EXCERPTED TEXT ▸
##########
San Diego Padres: Will Hunter Renfroe develop into a more compete hitter?

The Padres are similar to the Royals in that it’s nearly impossible to imagine a scenario where this team competes for a playoff spot. So, the 2018 season is really about seeing what you have for 2019 and beyond. How well Renfroe develops will be important for San Diego’s future. Renfroe showed some signs in 2017. He hit 26 home runs. Unfortunately, he slashed at a less impressive .231/.284/.467.

Now, there’s always a place for people like that in baseball. With a move towards a more power-driven game, Renfroe can put up numbers like that and comfortably find himself in some team’s starting lineup for the next decade. But if he wants to be franchise player, those slash numbers (notably the average and OBP) have to come up about 50 points. The 2018 season will be important. It will go a long way in telling the Padres if they have someone who’s simply nice to have in every lineup, or a potential franchise building block to go with Eric Hosmer, Wil Myers, and top prospect Fernando Tatis Jr.

Los Angeles Angels: What kind of pitcher will Shohei Ohtani be?

As the Japanese Babe Ruth, Ohtani received a lot of attention as a two-way player. But while it’s nice to have a pitcher who can hit, that’s not really what the Angels need out of Ohtani. With guys like Mike Trout, Justin Upton, Albert Pujols, Kole Calhoun, and Zack Cozart in the lineup, the Halos are going to score runs. But to compete for a playoff spot, they’ll need to prevent them.
##########
EXTRACTED MATERIAL ▸
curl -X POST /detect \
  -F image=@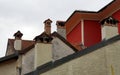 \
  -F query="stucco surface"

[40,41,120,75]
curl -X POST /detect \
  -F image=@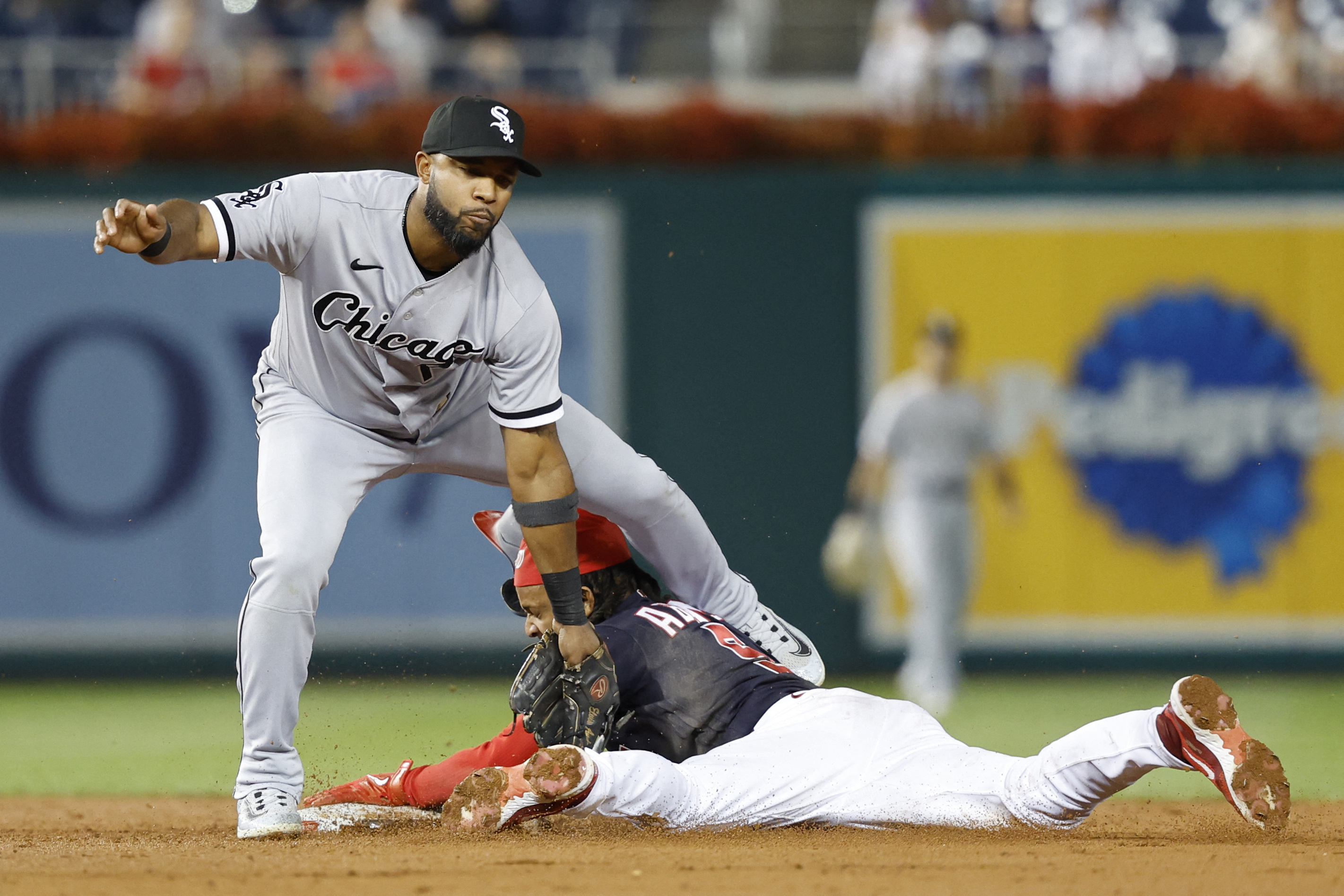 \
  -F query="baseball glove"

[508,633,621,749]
##########
EXERCISE REQUIREMENTS ▸
In the baseball excerpt above, transcribe the passage verbatim, beginning with "San Diego Padres: Will" and ending after "less impressive .231/.284/.467.".

SOLVED PROBLEM ▸
San Diego Padres: Will Hunter Renfroe develop into a more compete hitter?

The Padres are similar to the Royals in that it’s nearly impossible to imagine a scenario where this team competes for a playoff spot. So, the 2018 season is really about seeing what you have for 2019 and beyond. How well Renfroe develops will be important for San Diego’s future. Renfroe showed some signs in 2017. He hit 26 home runs. Unfortunately, he slashed at a less impressive .231/.284/.467.